Reproduce everything from the line containing "Note: in this drill the class marks the wooden plank" down through the end of the material, and leave the pictures out of your answer.
-- START --
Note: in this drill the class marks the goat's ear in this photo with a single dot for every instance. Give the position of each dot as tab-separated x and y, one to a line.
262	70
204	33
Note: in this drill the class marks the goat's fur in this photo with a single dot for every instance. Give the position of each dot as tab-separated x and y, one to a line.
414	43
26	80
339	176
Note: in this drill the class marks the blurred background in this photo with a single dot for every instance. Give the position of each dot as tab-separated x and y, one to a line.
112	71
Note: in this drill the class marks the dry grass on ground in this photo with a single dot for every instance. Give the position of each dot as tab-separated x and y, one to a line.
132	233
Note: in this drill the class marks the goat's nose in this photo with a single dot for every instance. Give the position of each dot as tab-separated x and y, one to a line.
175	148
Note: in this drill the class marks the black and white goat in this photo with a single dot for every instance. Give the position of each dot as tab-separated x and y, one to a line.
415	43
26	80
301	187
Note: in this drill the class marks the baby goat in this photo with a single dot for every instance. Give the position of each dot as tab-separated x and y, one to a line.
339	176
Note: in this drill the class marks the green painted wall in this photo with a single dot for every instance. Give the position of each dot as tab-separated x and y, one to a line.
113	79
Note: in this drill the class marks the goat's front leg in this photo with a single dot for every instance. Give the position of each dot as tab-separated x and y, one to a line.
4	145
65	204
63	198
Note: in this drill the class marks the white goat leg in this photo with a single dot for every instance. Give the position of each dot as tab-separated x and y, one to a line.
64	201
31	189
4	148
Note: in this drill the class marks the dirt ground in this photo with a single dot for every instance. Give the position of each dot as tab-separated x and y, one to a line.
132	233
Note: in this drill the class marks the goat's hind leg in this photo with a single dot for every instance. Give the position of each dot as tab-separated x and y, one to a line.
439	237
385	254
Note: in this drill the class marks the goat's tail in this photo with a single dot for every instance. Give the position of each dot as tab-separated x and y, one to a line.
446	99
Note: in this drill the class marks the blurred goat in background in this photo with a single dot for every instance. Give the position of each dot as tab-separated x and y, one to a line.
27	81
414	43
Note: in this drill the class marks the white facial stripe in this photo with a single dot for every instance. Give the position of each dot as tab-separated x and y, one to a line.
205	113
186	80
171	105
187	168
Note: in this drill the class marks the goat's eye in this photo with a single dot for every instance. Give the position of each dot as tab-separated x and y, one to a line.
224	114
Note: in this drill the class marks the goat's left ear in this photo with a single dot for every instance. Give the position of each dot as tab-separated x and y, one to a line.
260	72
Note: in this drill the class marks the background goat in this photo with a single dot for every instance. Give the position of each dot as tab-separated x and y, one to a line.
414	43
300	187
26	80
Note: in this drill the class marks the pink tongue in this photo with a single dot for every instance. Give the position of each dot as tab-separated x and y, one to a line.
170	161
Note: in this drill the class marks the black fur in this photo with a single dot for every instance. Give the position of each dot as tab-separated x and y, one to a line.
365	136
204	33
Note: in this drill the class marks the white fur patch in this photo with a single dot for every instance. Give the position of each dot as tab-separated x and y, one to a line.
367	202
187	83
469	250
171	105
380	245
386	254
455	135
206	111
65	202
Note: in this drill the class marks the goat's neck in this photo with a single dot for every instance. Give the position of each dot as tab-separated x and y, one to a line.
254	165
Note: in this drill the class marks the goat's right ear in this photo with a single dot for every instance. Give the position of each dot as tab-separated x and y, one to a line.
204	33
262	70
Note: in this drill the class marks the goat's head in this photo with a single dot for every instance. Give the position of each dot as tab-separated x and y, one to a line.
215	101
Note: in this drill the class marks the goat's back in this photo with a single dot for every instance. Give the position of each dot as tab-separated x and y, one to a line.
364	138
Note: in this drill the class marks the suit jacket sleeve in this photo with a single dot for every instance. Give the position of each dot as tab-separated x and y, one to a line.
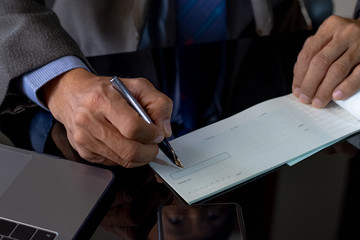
357	10
30	37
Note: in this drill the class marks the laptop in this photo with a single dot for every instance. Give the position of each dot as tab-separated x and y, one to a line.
46	197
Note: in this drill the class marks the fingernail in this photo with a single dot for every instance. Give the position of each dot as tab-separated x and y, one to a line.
304	99
159	139
317	103
338	95
296	92
167	128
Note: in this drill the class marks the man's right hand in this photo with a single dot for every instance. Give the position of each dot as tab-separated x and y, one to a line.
101	126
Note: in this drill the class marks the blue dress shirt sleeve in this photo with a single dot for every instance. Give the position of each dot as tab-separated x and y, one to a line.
32	81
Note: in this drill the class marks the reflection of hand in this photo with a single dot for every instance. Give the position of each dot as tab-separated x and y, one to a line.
342	147
134	211
100	124
328	65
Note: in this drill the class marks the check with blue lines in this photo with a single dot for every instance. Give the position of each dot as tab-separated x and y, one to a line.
253	142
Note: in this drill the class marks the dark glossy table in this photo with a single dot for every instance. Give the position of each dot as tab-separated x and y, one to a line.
314	199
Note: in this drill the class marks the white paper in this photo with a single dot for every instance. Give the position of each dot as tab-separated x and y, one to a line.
250	143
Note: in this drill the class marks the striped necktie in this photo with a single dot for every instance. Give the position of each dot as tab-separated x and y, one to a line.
201	21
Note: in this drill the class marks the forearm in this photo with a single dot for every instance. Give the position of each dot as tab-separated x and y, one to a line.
31	36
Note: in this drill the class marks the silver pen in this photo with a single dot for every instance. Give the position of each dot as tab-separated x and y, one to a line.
164	145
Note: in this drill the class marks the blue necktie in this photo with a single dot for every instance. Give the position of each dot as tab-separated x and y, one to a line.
201	21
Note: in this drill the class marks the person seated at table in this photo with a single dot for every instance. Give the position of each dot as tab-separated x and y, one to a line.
100	125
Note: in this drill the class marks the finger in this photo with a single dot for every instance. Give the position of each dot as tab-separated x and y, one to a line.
318	69
311	46
119	113
85	148
349	86
99	141
337	72
158	106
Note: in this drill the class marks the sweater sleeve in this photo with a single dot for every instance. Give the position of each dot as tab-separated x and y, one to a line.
31	36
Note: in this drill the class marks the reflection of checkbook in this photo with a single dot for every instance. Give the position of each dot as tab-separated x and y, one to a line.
45	197
253	142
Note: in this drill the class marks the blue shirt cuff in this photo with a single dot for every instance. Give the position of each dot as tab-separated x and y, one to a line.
32	81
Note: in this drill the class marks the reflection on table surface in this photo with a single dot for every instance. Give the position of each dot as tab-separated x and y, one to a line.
314	199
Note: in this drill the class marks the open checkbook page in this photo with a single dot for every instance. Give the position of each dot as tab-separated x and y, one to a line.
261	138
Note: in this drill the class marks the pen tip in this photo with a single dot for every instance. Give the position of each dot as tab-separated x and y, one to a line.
177	161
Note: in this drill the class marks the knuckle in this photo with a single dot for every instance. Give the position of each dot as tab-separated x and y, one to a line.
356	72
86	154
320	62
129	154
131	129
81	119
95	99
339	69
305	56
79	137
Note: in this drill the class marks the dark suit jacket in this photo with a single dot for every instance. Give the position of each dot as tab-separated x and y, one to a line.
31	35
357	10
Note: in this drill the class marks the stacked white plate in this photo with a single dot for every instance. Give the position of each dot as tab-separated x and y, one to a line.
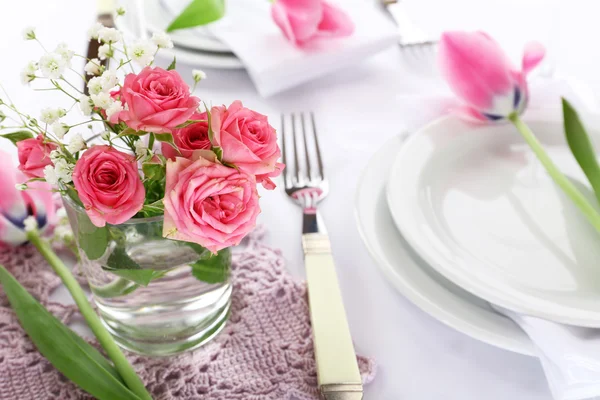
458	216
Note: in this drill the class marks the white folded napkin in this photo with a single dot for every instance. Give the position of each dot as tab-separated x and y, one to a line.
569	355
274	64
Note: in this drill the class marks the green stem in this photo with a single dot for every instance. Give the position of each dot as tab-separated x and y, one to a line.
559	178
125	369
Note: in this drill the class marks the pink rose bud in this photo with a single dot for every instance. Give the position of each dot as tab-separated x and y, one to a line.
16	205
156	101
248	141
302	21
192	137
208	203
109	185
34	155
481	74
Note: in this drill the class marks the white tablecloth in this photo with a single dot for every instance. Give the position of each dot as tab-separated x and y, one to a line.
357	111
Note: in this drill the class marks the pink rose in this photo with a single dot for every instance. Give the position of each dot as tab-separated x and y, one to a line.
192	137
208	203
156	101
34	155
108	185
248	141
304	20
16	205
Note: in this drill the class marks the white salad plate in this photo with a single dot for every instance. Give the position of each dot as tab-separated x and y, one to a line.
475	203
412	277
194	46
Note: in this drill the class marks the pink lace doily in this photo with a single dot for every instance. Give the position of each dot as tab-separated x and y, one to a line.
264	353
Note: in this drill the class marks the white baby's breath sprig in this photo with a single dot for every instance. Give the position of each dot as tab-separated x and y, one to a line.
85	105
93	67
76	144
29	33
109	35
142	52
53	65
30	224
28	73
51	115
60	129
162	40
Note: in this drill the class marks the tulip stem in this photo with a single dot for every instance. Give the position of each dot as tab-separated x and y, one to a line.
131	379
559	178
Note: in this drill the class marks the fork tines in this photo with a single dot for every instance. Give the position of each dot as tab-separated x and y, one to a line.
300	150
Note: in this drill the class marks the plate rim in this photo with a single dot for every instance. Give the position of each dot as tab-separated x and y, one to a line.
521	346
538	307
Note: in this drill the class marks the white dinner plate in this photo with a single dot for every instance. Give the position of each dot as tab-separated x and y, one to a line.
192	46
412	277
476	204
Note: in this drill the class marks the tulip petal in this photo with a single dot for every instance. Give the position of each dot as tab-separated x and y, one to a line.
534	54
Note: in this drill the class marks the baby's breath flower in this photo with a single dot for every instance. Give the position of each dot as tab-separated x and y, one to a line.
104	52
51	115
28	73
94	30
162	40
64	170
115	108
109	35
198	75
75	145
29	33
85	104
60	129
140	148
30	224
64	52
142	52
102	100
93	67
50	175
53	65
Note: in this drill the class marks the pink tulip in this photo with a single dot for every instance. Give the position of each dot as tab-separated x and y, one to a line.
302	21
481	74
16	205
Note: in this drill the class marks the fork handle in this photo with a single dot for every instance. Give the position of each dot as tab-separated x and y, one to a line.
337	368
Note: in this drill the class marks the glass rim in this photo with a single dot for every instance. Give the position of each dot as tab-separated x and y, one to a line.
131	221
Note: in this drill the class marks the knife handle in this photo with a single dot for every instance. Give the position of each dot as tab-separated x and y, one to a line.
337	368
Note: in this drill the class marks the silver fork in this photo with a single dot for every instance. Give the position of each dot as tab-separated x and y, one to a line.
306	185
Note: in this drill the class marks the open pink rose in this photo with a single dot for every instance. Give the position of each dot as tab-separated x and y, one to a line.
34	155
248	141
192	137
155	100
108	185
16	205
208	203
304	20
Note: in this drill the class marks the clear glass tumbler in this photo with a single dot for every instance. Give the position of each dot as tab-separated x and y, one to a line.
156	296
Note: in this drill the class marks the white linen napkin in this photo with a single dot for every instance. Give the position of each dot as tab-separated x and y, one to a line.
570	355
274	64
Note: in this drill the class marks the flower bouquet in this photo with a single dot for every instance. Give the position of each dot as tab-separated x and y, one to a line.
157	185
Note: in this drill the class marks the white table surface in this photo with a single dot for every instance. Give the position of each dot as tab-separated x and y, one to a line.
357	110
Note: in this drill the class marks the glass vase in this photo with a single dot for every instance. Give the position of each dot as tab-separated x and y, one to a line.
156	296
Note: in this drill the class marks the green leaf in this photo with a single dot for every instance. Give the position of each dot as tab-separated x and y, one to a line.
581	146
173	64
212	268
198	12
71	355
154	171
17	136
92	239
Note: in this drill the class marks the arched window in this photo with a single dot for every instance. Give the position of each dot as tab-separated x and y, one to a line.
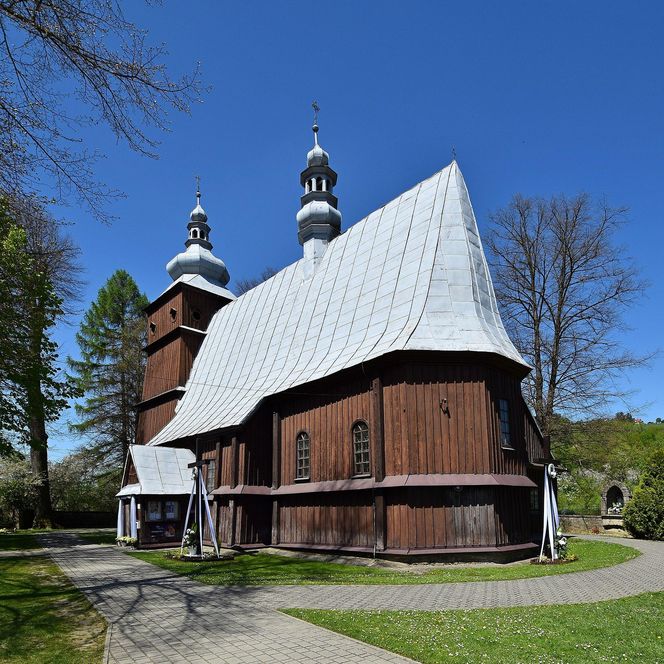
302	456
361	464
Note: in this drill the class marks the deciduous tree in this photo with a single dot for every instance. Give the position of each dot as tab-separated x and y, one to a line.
43	276
65	64
563	285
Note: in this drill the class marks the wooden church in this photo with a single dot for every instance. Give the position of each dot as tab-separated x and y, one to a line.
364	399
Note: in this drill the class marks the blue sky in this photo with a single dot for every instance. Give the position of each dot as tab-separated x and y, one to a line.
538	98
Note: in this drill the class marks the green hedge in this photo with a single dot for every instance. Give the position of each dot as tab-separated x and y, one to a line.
644	513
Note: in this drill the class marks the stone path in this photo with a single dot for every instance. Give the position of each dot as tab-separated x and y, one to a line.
155	616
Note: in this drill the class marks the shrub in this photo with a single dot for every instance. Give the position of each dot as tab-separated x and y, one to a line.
644	513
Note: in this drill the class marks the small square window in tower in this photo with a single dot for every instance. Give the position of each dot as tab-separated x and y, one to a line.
504	416
210	472
361	449
303	456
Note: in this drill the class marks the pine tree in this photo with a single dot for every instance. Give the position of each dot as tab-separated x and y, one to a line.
31	302
110	371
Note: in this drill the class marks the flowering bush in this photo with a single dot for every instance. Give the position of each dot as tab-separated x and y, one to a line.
191	535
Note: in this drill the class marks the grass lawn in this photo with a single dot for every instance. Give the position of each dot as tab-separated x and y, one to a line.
265	569
98	536
43	618
18	541
623	630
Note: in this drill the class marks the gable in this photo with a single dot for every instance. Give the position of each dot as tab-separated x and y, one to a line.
410	276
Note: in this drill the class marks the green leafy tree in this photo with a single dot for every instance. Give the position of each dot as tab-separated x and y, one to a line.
38	272
77	484
19	489
644	513
110	371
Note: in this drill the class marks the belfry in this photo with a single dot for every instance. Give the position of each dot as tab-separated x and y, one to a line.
364	399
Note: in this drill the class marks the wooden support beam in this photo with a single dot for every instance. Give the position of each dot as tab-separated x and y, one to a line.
276	450
377	429
380	518
234	462
378	446
274	540
217	474
232	511
276	474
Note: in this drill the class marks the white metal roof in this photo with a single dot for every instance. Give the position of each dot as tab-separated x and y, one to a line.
160	471
410	276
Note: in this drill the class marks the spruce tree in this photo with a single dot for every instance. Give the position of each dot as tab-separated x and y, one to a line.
110	371
33	390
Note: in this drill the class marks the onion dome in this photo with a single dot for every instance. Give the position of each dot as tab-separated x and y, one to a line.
318	221
198	258
317	156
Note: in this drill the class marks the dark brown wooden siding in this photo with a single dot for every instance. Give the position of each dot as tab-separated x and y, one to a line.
513	519
426	434
440	518
255	453
328	419
346	522
170	359
163	370
153	420
162	320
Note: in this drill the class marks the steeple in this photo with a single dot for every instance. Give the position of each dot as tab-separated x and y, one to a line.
318	220
198	259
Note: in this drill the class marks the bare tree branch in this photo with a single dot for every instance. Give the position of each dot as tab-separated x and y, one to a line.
563	287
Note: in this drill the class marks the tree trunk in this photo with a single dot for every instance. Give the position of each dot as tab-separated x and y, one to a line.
39	463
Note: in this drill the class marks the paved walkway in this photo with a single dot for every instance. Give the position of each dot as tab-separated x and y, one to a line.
155	616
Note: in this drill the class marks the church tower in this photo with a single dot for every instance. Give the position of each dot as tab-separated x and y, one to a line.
177	322
318	221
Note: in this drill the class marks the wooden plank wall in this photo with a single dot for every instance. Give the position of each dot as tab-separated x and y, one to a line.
501	385
435	518
206	304
420	437
154	420
162	318
347	521
328	419
513	521
163	369
255	450
253	520
534	443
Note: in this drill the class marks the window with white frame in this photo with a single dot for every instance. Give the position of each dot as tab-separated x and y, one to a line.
361	462
504	416
303	456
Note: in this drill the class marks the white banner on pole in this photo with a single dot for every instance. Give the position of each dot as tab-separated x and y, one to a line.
132	518
186	519
120	525
213	537
551	517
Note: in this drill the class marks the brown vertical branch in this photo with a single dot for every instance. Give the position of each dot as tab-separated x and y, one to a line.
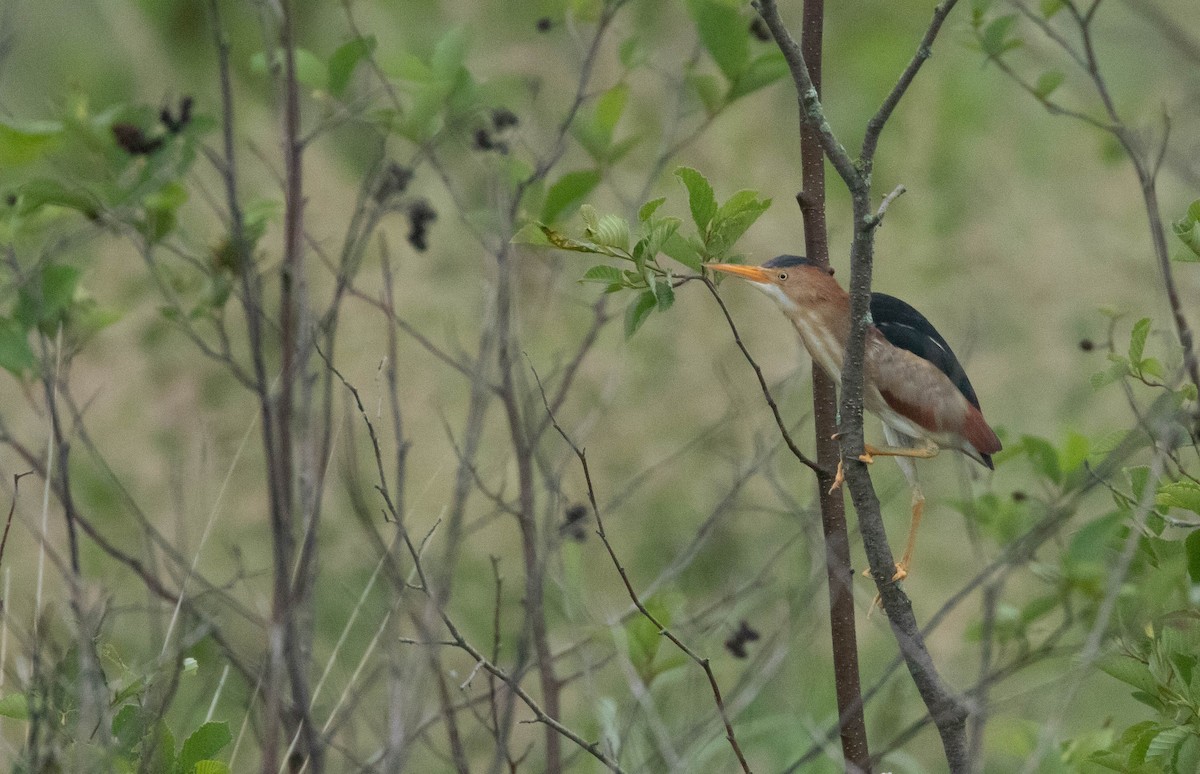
-- END --
THE REPLY:
Note: in this drill the class marks the wooden plank wall in this photo with a single dot for every instance. Give the position of each dot as tab-separated x and y, one to a line.
501	385
435	518
206	304
420	437
154	420
162	318
347	521
328	419
513	521
163	369
255	450
253	520
534	443
Note: in this drill the class marks the window with white frame in this photo with a single dot for every instance. Give the position of each dot as tab-separated x and y, one to a line.
361	462
504	416
303	456
Note: in this drill the class marks the white banner on pole in this photo with a single dot for every instance. Give the position of each dot as tab-separated x and y, one to a line.
132	518
186	519
120	525
213	537
551	517
Note: in this drill the class marks the brown vertical branch in this photo with a single dot for every instance. Give the position of each dot as tab-separated x and y, one to a line.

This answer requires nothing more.